## Your instructions:
For this exercise, print the records below verbatim.
================================
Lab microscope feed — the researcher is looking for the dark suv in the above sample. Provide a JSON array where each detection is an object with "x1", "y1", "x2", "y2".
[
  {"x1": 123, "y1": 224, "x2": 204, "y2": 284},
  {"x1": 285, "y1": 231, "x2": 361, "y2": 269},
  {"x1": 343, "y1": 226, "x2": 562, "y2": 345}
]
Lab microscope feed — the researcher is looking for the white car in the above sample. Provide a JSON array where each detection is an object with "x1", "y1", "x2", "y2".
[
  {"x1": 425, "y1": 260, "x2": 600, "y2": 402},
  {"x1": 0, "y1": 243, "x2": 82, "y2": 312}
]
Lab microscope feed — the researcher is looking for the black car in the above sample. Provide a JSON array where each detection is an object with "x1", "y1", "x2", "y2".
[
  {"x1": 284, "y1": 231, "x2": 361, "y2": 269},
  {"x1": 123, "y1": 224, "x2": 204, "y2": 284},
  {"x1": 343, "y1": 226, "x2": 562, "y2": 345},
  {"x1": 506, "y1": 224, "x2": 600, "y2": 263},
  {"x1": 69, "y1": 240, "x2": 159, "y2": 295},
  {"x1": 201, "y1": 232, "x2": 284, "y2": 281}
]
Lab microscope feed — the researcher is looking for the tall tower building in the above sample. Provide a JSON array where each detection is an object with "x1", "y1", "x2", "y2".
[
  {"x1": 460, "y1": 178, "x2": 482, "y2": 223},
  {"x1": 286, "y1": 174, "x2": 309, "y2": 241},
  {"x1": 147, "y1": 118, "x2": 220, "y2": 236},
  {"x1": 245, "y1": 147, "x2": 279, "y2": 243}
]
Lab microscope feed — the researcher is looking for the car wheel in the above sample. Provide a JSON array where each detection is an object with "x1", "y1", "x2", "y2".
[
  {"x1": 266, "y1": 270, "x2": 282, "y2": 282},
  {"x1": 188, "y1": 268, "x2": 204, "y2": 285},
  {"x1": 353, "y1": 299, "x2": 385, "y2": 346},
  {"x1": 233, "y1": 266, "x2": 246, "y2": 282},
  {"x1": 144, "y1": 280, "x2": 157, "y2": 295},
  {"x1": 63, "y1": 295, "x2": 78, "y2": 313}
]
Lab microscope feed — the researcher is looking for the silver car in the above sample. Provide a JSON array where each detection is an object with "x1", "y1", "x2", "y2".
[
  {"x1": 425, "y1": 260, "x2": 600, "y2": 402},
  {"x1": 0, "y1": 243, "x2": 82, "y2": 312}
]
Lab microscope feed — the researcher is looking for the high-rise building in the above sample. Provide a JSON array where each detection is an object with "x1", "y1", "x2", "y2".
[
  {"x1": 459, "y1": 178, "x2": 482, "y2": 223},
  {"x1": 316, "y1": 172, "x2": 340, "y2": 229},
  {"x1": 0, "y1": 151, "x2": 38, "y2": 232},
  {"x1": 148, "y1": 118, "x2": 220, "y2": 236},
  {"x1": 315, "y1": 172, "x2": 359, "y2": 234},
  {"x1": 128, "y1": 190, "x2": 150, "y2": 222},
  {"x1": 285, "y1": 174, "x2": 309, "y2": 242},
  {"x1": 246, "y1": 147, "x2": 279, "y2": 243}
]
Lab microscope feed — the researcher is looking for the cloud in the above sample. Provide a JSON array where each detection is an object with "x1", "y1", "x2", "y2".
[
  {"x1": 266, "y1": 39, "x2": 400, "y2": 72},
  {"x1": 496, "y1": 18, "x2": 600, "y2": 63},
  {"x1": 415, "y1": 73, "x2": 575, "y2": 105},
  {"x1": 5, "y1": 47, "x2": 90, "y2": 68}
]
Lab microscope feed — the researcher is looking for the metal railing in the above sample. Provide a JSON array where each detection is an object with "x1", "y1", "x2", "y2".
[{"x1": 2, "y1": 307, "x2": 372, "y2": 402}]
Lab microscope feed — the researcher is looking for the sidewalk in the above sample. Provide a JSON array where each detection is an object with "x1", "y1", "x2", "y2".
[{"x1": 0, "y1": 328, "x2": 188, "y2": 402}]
================================
## Exercise output:
Lab microscope feed — the researcher is looking for the dark suv in the above sample. Provide a JSON array where each detection is an object with "x1", "y1", "x2", "y2".
[
  {"x1": 123, "y1": 224, "x2": 204, "y2": 284},
  {"x1": 285, "y1": 231, "x2": 361, "y2": 269},
  {"x1": 343, "y1": 226, "x2": 562, "y2": 345}
]
Lab microscope feed — the researcher is looking for the white car in the above sample. Provide a JSON array where each detection is an object with "x1", "y1", "x2", "y2".
[
  {"x1": 425, "y1": 260, "x2": 600, "y2": 402},
  {"x1": 0, "y1": 243, "x2": 82, "y2": 312}
]
Lab microscope feed — the researcher is looking for the black car in the above sample. Provide a JSON array where each detection is an object with "x1", "y1", "x2", "y2".
[
  {"x1": 284, "y1": 231, "x2": 361, "y2": 269},
  {"x1": 123, "y1": 224, "x2": 204, "y2": 284},
  {"x1": 343, "y1": 226, "x2": 562, "y2": 345},
  {"x1": 506, "y1": 224, "x2": 600, "y2": 263},
  {"x1": 69, "y1": 240, "x2": 159, "y2": 295},
  {"x1": 201, "y1": 232, "x2": 284, "y2": 281}
]
Lab microscope feed — the researcher is looking for the tall tower building in the above sample. Provide a JSON array where each detection is an object with "x1", "y1", "x2", "y2".
[
  {"x1": 460, "y1": 178, "x2": 482, "y2": 223},
  {"x1": 286, "y1": 174, "x2": 309, "y2": 241},
  {"x1": 147, "y1": 118, "x2": 220, "y2": 236},
  {"x1": 245, "y1": 147, "x2": 279, "y2": 243}
]
Lab microscope feed — the researcher is looking for the car wheel in the above sample. Provide a JSON array where each detection is an object with "x1", "y1", "x2", "y2".
[
  {"x1": 266, "y1": 270, "x2": 282, "y2": 282},
  {"x1": 188, "y1": 268, "x2": 204, "y2": 285},
  {"x1": 353, "y1": 299, "x2": 385, "y2": 346},
  {"x1": 233, "y1": 266, "x2": 246, "y2": 282},
  {"x1": 144, "y1": 280, "x2": 157, "y2": 295},
  {"x1": 63, "y1": 295, "x2": 78, "y2": 313}
]
Lab microscope feed — the researcher is looking for the silver car in the above sample. Provide a JSON array where each detection is an object with "x1", "y1", "x2", "y2".
[
  {"x1": 425, "y1": 260, "x2": 600, "y2": 402},
  {"x1": 0, "y1": 243, "x2": 82, "y2": 312}
]
Lab microscope feed — the researcher is looking for the high-rise building in the above sample. Provide a JSON array where each detection is an object with "x1", "y1", "x2", "y2".
[
  {"x1": 459, "y1": 178, "x2": 482, "y2": 223},
  {"x1": 316, "y1": 172, "x2": 340, "y2": 229},
  {"x1": 0, "y1": 151, "x2": 38, "y2": 232},
  {"x1": 148, "y1": 118, "x2": 220, "y2": 236},
  {"x1": 315, "y1": 172, "x2": 359, "y2": 234},
  {"x1": 128, "y1": 190, "x2": 150, "y2": 222},
  {"x1": 285, "y1": 174, "x2": 309, "y2": 242},
  {"x1": 246, "y1": 147, "x2": 279, "y2": 243}
]
Lab microscope feed — the researcher is looking for the cloud in the above sample. Provide a JSON array where each detection is an object with "x1", "y1", "x2", "y2".
[
  {"x1": 266, "y1": 39, "x2": 400, "y2": 72},
  {"x1": 496, "y1": 18, "x2": 600, "y2": 63},
  {"x1": 415, "y1": 73, "x2": 575, "y2": 105},
  {"x1": 5, "y1": 47, "x2": 90, "y2": 68}
]
Lab microscope feed — the researcher is looking for the metal railing in the above sample. Provide a JSON array where each detection is an object with "x1", "y1", "x2", "y2".
[{"x1": 2, "y1": 307, "x2": 372, "y2": 402}]
Lab microscope feed — the researcher is looking for the sidewalk in the above sample. Provide a JSON array where each detection is an object with "x1", "y1", "x2", "y2".
[{"x1": 0, "y1": 328, "x2": 188, "y2": 402}]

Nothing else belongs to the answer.